# DATA EXTRACT:
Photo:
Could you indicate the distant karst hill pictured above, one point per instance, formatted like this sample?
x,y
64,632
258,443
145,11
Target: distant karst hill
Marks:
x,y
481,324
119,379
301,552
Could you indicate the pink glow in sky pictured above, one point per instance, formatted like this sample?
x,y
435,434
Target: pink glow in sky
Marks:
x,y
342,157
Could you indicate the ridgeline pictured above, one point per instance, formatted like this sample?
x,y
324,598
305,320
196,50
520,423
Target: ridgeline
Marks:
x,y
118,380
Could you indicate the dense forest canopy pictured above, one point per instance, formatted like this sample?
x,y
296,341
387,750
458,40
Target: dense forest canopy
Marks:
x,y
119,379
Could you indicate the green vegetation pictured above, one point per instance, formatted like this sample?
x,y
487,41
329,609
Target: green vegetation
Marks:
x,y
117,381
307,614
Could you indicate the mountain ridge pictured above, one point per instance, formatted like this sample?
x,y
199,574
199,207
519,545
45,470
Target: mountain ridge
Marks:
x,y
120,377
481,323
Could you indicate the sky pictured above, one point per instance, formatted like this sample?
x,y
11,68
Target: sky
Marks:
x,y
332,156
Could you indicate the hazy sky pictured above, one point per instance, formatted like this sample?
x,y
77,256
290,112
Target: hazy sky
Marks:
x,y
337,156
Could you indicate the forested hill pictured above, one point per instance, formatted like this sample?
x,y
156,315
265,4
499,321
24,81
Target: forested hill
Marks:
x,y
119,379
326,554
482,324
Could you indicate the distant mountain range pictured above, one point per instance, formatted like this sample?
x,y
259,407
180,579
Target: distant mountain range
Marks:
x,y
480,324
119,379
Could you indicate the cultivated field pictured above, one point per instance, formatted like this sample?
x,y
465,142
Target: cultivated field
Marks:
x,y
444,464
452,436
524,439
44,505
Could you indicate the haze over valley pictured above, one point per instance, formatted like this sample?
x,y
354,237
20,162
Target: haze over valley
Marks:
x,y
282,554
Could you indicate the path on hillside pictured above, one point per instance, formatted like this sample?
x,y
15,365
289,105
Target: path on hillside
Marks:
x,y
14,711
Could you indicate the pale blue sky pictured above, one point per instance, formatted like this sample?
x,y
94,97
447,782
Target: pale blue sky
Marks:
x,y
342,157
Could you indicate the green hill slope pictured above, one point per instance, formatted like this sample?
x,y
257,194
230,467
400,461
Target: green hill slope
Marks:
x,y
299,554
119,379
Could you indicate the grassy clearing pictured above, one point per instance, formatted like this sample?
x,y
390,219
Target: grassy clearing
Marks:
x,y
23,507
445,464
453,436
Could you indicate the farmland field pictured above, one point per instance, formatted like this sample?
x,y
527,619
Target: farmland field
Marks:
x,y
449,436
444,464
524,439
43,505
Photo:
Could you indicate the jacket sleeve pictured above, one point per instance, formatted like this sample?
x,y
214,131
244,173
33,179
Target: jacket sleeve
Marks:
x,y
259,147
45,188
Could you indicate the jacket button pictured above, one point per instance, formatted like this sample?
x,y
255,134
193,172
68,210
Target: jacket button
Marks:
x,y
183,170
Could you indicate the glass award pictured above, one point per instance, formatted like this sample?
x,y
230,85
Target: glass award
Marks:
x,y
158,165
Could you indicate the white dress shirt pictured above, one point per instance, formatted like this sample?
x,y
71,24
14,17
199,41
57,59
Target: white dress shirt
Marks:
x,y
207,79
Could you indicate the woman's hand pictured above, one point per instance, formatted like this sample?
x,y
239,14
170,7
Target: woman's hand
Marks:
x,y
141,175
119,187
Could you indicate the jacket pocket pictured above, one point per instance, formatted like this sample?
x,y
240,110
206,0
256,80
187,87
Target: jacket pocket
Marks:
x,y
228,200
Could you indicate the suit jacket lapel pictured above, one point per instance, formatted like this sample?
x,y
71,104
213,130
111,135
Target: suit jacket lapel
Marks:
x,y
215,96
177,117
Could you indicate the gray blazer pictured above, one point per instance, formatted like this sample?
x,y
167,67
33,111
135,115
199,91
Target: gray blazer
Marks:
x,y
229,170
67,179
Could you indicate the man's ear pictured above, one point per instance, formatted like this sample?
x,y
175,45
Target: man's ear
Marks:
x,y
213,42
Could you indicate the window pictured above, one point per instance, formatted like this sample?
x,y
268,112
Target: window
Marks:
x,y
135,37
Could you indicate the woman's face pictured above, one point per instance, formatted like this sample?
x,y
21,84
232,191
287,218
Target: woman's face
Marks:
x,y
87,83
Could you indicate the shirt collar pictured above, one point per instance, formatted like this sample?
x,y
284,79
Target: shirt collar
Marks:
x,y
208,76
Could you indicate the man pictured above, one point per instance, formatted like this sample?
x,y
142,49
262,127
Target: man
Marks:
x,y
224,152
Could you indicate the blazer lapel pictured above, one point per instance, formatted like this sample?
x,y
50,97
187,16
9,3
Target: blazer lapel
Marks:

# STATED EXERCISE:
Rewrite all the items above, changing "one point per instance" to "one point for each instance" wherever it occurs and leaving everything else untouched.

# ANSWER BELOW:
Photo:
Could you indicate the distant karst hill pictured above, one point for each instance, formatted like this sample?
x,y
64,632
258,443
145,11
Target: distant karst hill
Marks:
x,y
481,324
119,379
301,552
Could you indicate the pink glow in sky pictured above, one point for each instance, formatted like this sample?
x,y
435,434
Target: pink glow in sky
Marks:
x,y
342,157
Could you indicate the ridgeline pictured above, one point for each instance, formatted like this sample?
x,y
324,598
305,320
196,50
520,423
Target: ridgeline
Marks:
x,y
118,380
Could you indicate the dense forest canopy pictured above, one point for each instance, formatted like this sample?
x,y
296,341
387,750
458,40
Target: dense forest canopy
Marks:
x,y
119,379
Could you indicate the green vegetation pictured above, one point for each instance, formatted like this sample?
x,y
487,41
329,609
Target: green vegetation
Marks:
x,y
117,381
307,614
Could you indicate the mountain ridge pictured above, one point for each instance, formatted like this sample?
x,y
199,574
199,207
519,545
45,470
Target: mountain ridge
Marks:
x,y
120,377
481,323
Could you indicate the sky pictured above, one point for each instance, formatted like this sample?
x,y
11,68
Target: sky
Marks:
x,y
332,156
Could you indicate the hazy sky pictured above, one point for each instance, formatted like this sample?
x,y
77,256
290,112
Target: hazy sky
Marks:
x,y
337,156
Could you indicate the forested hill pictured above, one point for each instance, formatted like this sample?
x,y
156,315
265,4
499,321
24,81
Target: forested hill
Marks:
x,y
119,379
326,554
482,324
Could you indicate the distant mountain range pictured above, one point for each instance, formatted like this sample?
x,y
259,407
180,579
Target: distant mountain range
Marks:
x,y
480,324
119,379
Could you indicate the cultivated field pictured above, one point for each instance, formatted like this sample?
x,y
465,142
Target: cultivated field
Marks:
x,y
444,464
452,436
524,439
44,505
Could you indicate the haze over valley pictured above, one point for each instance, formatted like this sample?
x,y
354,237
20,162
Target: haze over valley
Marks:
x,y
282,554
Could you indicate the path on hillside pictured above, one point for each instance, formatted like this sample?
x,y
15,365
289,105
Target: path on hillside
Marks:
x,y
14,711
Could you indicate the pale blue sky pictured above, one point for each instance, formatted like this sample?
x,y
94,97
447,782
Target: pale blue sky
Marks:
x,y
342,157
Could you indicate the green hill slope pictured above, one point for each instance, formatted like this sample?
x,y
257,194
230,467
400,461
Target: green hill slope
Marks:
x,y
299,554
119,379
Could you indicate the grassy clearing pictured above, one point for each instance, formatted like this sample?
x,y
390,219
Target: grassy clearing
Marks:
x,y
23,507
445,464
453,436
Could you indicate the farmland field pictured above, one point for each instance, formatted like this sample?
x,y
527,619
Target: farmland field
Marks:
x,y
449,436
444,464
524,439
43,505
Photo:
Could you indicate the jacket sleeve pictured above, one point for each instance, formatted like this sample?
x,y
214,131
244,173
33,179
Target: jacket sleeve
Marks:
x,y
259,147
45,188
Could you indicate the jacket button pictured above, one point for each instance, formatted like this sample?
x,y
255,134
193,172
68,210
Target: jacket button
Marks:
x,y
183,170
Could you indicate the glass award pictured above, one point for each instance, formatted like this sample?
x,y
230,85
Target: glass award
Marks:
x,y
158,165
Could you indicate the white dress shirt pictured above, one point for each instance, formatted like this sample?
x,y
71,24
14,17
199,41
57,59
Target: white dress shirt
Marks:
x,y
207,79
Could you indicate the woman's hand pictured above, one point for each instance, formatted like this sample?
x,y
239,14
170,7
Target: woman's hand
Marks:
x,y
141,175
119,187
Could you indicate the jacket pocket pictured above, one point for each instance, formatted like this sample?
x,y
240,110
206,0
256,80
187,87
Target: jacket pocket
Marks:
x,y
228,200
Could you indicate the suit jacket lapel pictured above, one point for each instance, formatted like this sample?
x,y
71,104
213,130
111,135
Target: suit jacket lapel
Marks:
x,y
215,96
177,117
Could you indicate the gray blazer pictured above, one point for each instance, formatted like this sample?
x,y
167,67
33,111
135,115
199,91
Target: gray blazer
Marks:
x,y
229,170
67,179
Could you indicate the man's ear pictured above, one point for each instance, formatted like this sample?
x,y
175,45
Target: man's ear
Marks:
x,y
213,42
Could you indicate the window pictured above, one point for each instance, formatted like this sample?
x,y
268,112
Target: window
Marks:
x,y
135,37
Could you indicate the woman's face pictured above, one point for each instance, formatted like this sample?
x,y
21,84
232,191
287,218
Target: woman's face
Marks:
x,y
87,83
Could you indicate the shirt collar pictured above, one point for each instance, formatted like this sample?
x,y
284,79
Target: shirt collar
Marks:
x,y
208,76
Could you indicate the man pictured above, one point for each instance, formatted like this sample?
x,y
142,49
262,127
Target: man
Marks:
x,y
224,152
Could you indicate the blazer lapel pictured above, one point for each instance, formatted like this sample?
x,y
50,97
187,16
9,3
Target: blazer lapel
Marks:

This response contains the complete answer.